----- Records -----

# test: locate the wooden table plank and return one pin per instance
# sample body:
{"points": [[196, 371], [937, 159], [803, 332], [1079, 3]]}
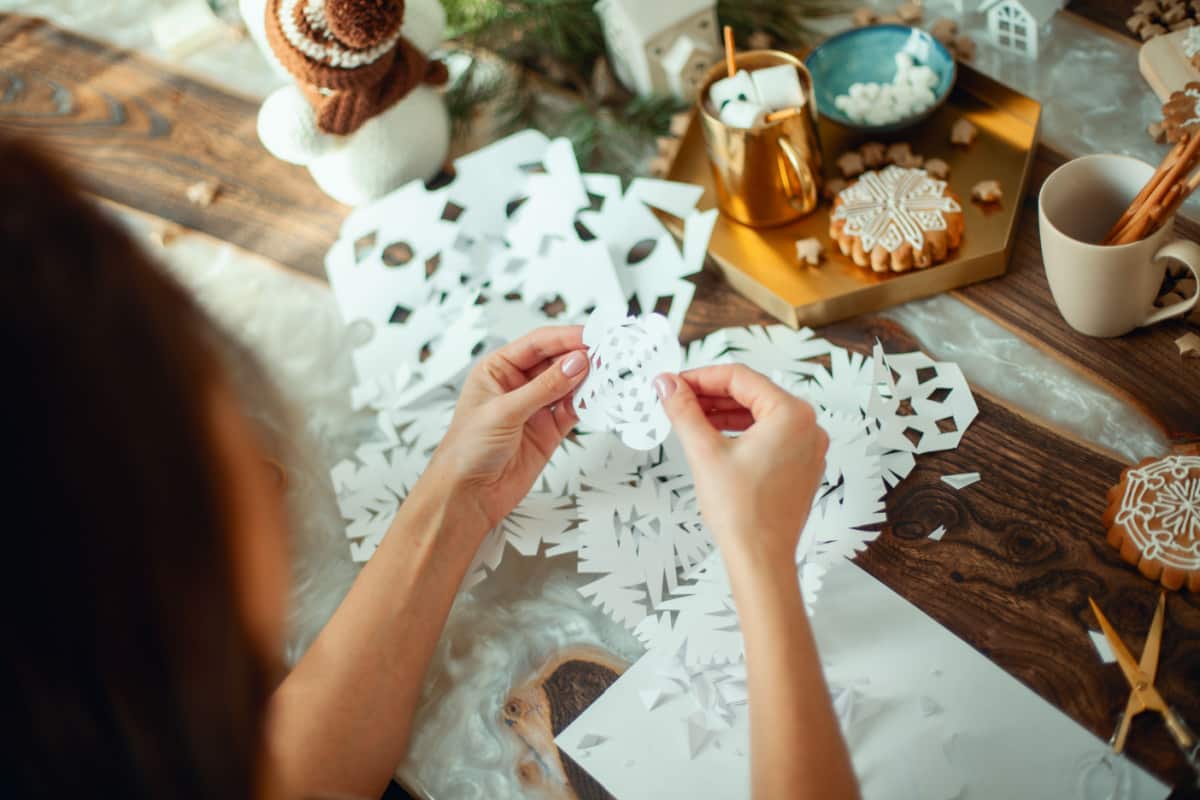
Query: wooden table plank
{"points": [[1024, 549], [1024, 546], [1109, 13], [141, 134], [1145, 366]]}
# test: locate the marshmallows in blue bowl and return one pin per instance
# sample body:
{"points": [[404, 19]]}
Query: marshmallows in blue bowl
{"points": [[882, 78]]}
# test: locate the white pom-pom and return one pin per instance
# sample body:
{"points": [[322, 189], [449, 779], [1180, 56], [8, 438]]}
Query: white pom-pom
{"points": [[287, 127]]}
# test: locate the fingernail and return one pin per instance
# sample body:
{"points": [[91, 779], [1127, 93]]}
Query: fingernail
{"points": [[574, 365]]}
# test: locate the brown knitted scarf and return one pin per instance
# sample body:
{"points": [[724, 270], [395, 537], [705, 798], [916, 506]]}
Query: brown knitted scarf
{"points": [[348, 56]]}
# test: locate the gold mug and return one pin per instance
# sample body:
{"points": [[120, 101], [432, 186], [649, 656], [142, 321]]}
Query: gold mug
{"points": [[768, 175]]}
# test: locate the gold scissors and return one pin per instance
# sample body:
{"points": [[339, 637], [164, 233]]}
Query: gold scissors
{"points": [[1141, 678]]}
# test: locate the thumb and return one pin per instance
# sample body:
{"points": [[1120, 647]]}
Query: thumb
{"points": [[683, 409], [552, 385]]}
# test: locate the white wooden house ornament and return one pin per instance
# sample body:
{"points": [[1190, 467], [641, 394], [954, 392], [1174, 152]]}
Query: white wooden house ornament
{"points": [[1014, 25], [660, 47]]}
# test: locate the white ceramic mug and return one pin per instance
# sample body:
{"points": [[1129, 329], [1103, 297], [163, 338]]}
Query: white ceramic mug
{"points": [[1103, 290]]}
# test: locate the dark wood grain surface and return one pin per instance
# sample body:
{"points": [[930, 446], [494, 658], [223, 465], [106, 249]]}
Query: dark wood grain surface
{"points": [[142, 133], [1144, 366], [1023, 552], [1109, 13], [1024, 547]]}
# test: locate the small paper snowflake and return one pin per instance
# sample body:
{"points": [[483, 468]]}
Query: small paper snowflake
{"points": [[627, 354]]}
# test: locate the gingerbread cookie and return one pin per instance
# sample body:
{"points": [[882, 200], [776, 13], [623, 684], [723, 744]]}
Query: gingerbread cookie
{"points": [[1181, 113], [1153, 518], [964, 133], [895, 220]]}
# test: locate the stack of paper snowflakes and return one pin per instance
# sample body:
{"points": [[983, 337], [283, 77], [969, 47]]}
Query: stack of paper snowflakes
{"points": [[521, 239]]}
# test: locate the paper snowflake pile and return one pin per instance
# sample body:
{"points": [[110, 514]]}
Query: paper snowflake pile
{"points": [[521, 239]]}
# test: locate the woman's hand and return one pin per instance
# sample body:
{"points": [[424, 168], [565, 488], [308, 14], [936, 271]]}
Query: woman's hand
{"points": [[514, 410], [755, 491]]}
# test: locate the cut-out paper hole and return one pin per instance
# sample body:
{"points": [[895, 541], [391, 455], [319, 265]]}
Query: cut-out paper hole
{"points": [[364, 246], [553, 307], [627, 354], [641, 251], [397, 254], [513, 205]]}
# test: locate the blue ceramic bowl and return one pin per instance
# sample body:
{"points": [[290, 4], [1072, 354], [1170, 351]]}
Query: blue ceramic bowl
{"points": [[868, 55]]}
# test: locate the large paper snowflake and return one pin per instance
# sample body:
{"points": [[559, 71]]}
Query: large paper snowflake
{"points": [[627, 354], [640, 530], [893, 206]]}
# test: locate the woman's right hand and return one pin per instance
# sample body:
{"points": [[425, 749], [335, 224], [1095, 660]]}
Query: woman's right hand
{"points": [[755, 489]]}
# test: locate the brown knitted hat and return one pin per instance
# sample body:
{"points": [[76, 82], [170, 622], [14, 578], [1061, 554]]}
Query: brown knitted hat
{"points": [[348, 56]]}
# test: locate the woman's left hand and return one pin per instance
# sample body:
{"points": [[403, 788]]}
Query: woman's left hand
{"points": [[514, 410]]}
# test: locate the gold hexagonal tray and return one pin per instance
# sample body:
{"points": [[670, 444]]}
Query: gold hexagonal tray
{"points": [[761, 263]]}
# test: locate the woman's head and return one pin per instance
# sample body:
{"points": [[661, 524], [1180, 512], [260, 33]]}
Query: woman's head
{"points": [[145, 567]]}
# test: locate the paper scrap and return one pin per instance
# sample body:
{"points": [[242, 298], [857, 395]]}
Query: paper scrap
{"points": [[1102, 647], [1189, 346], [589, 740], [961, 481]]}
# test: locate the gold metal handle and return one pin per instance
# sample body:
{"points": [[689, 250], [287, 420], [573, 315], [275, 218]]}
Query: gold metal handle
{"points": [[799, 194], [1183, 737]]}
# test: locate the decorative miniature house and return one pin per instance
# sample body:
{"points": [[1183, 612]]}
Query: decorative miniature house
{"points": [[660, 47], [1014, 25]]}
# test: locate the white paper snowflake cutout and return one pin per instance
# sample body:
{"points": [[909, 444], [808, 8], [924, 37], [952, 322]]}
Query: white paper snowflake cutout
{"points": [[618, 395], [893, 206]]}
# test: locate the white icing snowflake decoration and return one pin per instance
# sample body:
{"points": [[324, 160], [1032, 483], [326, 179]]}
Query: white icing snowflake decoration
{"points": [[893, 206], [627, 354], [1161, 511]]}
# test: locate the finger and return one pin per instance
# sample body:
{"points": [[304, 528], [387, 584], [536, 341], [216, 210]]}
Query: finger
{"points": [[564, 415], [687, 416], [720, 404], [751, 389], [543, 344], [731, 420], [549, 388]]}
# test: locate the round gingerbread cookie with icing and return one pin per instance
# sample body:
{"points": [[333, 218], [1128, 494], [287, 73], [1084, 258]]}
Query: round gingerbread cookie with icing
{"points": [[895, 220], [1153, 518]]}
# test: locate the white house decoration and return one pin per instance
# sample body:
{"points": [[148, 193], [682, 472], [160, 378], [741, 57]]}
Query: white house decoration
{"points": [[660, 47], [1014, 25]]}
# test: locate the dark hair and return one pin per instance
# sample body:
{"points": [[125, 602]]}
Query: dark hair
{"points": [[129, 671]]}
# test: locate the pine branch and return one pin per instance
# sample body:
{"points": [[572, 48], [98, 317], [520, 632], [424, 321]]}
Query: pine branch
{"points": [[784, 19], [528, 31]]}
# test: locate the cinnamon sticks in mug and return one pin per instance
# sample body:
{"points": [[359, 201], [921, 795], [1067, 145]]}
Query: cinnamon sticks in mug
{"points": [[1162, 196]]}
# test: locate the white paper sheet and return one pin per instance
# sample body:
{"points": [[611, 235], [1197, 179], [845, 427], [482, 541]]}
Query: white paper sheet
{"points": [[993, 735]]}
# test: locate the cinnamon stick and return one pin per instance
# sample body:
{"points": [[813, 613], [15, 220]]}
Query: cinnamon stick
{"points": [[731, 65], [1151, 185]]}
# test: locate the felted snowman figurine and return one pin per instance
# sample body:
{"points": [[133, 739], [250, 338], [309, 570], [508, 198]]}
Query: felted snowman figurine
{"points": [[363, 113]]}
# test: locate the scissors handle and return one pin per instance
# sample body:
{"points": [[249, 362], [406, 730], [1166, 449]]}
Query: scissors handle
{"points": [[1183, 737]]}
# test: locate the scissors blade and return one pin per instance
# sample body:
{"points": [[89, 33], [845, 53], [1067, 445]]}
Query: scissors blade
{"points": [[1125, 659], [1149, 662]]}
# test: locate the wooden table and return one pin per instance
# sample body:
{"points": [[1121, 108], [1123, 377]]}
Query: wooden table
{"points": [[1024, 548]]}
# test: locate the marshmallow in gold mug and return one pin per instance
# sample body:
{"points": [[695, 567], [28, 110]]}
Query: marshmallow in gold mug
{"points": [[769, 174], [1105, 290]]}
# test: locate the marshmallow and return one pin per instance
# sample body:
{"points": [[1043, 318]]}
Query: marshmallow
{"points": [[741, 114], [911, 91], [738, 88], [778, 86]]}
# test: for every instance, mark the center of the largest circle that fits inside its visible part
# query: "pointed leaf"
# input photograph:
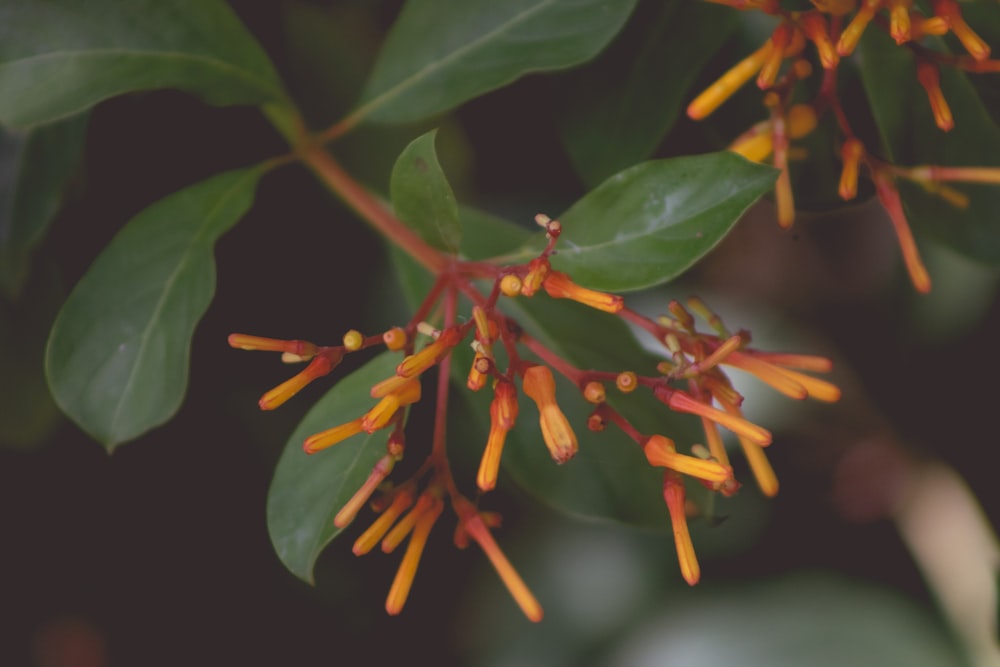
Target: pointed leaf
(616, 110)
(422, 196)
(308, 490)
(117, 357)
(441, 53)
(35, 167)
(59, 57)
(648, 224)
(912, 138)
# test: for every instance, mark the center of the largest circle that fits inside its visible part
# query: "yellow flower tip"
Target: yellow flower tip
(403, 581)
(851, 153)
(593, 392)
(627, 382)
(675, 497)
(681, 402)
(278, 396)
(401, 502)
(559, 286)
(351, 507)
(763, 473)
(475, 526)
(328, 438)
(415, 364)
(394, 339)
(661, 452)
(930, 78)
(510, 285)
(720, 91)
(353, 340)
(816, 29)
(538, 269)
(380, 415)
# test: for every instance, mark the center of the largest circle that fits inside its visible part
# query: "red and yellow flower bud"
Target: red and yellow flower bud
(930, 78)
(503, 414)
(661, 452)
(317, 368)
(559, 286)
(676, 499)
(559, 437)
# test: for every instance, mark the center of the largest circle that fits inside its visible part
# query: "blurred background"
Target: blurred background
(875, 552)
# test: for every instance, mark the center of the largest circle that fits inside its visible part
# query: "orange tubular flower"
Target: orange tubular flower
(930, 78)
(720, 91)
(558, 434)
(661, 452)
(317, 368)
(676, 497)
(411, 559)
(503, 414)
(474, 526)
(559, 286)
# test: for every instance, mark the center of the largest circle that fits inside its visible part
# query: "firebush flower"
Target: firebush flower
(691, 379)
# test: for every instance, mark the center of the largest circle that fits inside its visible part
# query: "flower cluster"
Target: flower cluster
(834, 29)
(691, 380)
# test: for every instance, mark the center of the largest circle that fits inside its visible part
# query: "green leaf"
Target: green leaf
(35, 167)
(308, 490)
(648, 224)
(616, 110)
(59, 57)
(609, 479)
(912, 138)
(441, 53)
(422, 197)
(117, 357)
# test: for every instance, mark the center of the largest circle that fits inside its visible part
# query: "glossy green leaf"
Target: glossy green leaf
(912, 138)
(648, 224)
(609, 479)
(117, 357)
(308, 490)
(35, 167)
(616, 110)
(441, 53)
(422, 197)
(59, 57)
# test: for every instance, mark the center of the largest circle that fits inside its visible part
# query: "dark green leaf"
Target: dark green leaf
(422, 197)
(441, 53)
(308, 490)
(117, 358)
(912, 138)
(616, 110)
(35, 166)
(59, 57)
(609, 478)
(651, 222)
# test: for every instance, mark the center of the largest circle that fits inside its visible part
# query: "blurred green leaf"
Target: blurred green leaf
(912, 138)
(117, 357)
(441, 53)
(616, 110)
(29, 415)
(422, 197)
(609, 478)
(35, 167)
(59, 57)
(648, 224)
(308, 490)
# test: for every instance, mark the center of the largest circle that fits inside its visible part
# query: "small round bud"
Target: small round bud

-----

Set problem. Count the lines of the records that contain the string "yellow", treating uppercase and lowercase as different, and give only the number.

Answer to this task. 4